### What is expected
From the top of the entries below through the line containing "[outline] pink wing, every instance", return every line exactly as written, please, and stop there.

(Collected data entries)
__________
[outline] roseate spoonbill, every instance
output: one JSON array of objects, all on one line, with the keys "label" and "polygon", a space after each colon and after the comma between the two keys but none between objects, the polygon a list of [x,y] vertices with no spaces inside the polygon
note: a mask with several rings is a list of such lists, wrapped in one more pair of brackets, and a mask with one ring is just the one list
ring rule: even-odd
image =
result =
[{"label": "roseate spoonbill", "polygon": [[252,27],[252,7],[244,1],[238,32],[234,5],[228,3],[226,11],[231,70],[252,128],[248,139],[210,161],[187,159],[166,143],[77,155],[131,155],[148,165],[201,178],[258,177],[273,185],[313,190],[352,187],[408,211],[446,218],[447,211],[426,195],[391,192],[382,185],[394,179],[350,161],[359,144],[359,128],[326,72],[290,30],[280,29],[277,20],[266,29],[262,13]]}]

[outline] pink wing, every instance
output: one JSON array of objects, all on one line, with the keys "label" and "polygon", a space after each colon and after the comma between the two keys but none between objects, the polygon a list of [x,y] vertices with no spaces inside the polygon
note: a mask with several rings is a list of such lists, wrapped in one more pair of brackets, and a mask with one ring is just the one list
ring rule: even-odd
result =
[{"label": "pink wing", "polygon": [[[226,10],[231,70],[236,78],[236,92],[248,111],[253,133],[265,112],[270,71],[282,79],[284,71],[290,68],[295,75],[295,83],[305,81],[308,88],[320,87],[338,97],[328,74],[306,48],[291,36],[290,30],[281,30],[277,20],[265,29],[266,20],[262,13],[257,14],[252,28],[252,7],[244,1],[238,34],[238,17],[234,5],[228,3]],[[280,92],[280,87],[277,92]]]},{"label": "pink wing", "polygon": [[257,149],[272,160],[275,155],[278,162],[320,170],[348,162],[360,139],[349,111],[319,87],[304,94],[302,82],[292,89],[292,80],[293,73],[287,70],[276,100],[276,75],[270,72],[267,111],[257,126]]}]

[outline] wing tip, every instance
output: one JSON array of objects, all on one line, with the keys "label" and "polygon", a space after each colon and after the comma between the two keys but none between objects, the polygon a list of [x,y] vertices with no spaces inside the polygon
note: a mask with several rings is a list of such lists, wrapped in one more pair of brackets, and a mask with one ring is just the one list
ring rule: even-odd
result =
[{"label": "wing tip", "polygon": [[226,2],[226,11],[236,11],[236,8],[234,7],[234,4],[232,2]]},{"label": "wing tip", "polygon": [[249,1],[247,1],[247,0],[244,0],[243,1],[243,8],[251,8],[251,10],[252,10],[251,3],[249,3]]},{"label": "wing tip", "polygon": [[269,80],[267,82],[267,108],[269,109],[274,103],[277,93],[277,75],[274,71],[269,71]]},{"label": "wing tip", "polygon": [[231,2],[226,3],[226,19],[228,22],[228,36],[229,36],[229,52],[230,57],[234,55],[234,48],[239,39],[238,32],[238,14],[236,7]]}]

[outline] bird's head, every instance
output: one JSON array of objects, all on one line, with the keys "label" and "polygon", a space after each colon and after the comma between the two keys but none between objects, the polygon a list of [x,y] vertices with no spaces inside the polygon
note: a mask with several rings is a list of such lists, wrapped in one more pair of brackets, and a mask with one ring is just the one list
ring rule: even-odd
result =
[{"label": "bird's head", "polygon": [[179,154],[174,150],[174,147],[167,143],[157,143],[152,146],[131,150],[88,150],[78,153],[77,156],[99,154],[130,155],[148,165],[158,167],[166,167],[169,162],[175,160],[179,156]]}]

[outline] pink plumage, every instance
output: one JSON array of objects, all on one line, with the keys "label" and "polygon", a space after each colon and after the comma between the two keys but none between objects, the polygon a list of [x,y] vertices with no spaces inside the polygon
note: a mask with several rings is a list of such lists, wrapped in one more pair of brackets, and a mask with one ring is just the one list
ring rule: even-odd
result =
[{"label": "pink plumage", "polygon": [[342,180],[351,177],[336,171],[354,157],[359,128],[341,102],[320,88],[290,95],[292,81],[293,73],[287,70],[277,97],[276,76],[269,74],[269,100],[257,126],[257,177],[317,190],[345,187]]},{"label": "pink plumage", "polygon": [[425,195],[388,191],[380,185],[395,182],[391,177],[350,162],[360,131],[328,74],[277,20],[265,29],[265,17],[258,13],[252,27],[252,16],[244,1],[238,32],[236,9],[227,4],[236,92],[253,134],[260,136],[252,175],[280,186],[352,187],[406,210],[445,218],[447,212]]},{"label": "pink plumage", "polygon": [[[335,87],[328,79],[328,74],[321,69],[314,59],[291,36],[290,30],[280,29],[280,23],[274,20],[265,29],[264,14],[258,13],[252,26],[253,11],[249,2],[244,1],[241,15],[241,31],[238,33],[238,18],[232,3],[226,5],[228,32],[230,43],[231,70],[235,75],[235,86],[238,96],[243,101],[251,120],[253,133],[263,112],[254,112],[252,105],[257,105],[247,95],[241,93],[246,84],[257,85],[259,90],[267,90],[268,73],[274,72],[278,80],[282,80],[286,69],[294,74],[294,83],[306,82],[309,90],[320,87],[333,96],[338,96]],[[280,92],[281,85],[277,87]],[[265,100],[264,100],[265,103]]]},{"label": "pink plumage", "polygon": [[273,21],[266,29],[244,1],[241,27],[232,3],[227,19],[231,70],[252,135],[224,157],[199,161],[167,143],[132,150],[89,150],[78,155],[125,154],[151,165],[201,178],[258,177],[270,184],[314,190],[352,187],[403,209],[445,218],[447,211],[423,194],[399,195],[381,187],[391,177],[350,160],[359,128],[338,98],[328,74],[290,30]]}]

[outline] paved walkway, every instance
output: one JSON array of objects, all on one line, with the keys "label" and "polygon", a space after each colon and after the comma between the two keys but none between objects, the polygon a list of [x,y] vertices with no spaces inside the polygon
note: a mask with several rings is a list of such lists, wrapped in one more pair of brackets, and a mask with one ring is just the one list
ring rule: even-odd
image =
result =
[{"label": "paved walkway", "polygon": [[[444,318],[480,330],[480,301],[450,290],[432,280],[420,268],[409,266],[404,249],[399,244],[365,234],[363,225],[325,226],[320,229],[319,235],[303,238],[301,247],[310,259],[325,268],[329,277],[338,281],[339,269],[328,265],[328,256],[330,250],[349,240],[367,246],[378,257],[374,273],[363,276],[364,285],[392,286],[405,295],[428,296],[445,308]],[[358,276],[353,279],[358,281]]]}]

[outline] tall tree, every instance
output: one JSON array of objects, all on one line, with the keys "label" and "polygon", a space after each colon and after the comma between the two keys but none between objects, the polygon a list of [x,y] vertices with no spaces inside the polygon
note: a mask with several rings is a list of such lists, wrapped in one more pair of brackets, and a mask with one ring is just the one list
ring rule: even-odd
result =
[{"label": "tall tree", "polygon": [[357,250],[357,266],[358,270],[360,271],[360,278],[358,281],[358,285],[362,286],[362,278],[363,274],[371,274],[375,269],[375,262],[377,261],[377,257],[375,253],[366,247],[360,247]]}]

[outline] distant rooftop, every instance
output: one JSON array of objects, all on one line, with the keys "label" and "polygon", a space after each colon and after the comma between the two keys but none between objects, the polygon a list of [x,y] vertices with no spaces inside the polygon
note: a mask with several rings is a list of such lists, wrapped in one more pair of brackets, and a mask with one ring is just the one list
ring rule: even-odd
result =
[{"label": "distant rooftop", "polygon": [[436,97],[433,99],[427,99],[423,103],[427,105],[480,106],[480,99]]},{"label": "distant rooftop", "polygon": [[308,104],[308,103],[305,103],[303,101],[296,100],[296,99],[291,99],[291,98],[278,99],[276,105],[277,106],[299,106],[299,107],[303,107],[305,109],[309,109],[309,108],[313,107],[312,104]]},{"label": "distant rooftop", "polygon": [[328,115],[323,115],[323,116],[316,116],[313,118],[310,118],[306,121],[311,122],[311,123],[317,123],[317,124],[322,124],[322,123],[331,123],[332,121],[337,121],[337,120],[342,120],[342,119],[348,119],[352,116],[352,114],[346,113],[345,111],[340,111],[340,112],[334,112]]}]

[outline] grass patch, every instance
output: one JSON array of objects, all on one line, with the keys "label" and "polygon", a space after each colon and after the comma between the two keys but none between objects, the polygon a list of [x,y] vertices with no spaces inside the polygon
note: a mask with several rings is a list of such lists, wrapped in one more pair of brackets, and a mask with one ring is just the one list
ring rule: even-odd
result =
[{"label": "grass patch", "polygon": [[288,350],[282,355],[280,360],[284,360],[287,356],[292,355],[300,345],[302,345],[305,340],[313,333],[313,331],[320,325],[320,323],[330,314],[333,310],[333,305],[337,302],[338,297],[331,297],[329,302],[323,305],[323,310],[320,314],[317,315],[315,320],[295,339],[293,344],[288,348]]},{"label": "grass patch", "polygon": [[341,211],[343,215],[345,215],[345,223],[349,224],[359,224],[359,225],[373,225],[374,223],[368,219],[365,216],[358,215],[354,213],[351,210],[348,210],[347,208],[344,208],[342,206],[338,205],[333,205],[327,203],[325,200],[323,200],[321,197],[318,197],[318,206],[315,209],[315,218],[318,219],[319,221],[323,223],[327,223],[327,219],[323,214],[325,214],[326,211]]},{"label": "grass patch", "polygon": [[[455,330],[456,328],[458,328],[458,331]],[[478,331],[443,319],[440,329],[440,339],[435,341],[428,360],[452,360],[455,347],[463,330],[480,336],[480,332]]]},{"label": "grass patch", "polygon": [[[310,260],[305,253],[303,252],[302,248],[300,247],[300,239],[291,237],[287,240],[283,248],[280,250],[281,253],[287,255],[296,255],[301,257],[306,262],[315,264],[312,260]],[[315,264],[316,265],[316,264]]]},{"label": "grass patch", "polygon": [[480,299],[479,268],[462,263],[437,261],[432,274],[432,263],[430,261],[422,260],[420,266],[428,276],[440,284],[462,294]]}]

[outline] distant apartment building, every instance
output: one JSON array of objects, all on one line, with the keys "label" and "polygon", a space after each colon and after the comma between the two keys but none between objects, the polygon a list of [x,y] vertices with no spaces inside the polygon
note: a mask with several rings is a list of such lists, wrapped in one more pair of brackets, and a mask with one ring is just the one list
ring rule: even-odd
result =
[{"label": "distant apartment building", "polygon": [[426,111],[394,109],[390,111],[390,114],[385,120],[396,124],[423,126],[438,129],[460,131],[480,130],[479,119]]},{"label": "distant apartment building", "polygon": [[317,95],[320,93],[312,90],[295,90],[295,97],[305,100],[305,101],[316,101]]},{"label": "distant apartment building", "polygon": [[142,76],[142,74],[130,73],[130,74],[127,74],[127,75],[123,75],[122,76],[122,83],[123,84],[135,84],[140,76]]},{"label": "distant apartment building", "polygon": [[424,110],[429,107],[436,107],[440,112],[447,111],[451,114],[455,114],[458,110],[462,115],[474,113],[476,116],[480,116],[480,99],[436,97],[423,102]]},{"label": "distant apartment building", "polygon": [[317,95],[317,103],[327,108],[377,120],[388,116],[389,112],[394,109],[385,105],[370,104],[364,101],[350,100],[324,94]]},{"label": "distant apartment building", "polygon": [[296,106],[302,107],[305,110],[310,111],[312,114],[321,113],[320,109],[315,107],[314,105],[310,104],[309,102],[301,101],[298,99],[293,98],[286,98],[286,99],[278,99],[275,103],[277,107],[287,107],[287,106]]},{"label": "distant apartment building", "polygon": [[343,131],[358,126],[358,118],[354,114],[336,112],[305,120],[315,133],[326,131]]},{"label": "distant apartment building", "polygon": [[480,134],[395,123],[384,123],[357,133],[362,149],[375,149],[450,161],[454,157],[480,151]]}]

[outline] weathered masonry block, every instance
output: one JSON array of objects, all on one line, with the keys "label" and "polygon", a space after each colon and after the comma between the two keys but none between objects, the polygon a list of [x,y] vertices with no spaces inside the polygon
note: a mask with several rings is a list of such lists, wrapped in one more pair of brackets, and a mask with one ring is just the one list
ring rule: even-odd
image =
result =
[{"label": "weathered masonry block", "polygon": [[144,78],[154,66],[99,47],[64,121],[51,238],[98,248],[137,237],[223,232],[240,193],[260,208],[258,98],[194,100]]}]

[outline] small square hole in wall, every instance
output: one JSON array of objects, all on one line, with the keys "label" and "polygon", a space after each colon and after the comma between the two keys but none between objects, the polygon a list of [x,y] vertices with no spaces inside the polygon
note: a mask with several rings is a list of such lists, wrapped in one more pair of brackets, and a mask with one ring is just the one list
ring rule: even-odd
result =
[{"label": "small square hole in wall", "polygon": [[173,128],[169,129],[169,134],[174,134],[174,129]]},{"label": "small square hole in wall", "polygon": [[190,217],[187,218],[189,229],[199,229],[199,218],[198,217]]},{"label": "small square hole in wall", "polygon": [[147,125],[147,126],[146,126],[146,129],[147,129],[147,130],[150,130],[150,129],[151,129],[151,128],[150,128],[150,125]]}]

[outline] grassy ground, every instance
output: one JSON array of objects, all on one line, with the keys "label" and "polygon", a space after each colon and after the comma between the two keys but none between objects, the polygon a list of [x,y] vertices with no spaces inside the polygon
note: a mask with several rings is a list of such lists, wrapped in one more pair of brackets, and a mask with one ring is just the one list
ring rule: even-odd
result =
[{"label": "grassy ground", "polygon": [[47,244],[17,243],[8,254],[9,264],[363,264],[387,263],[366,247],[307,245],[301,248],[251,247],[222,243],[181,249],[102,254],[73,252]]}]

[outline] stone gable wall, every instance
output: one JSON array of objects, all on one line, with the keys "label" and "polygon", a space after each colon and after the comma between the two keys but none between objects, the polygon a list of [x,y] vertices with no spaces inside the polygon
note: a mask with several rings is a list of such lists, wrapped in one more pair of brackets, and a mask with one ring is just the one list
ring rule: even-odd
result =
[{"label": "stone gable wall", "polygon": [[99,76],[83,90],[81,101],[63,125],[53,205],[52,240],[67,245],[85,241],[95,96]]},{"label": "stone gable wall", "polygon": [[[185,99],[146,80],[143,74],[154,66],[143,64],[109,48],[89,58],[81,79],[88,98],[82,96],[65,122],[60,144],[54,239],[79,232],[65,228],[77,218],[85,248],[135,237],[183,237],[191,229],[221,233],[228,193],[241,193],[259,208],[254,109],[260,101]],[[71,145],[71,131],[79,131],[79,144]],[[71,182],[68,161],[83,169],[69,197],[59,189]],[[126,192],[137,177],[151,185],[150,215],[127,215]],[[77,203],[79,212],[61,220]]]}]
__________
### Result
[outline] roseate spoonbill, every instance
output: one JSON array of objects, all on one line, with the keys "label" and "polygon", a space after each colon and after the comma between the two keys but none between objects, the polygon a list of [x,y] vertices with no spaces inside the polygon
note: a mask with several rings is a list of such lists, wrapped in one more pair of brackets, and a mask with one ring is just the one list
ring rule: even-odd
image =
result =
[{"label": "roseate spoonbill", "polygon": [[252,27],[252,7],[244,1],[238,32],[234,5],[228,3],[226,11],[231,70],[252,128],[248,139],[210,161],[187,159],[166,143],[77,155],[131,155],[148,165],[201,178],[258,177],[273,185],[313,190],[352,187],[408,211],[446,218],[447,211],[426,195],[391,192],[382,185],[394,179],[350,161],[359,144],[359,128],[326,72],[290,30],[280,29],[277,20],[266,29],[262,13]]}]

[outline] pink wing, every instance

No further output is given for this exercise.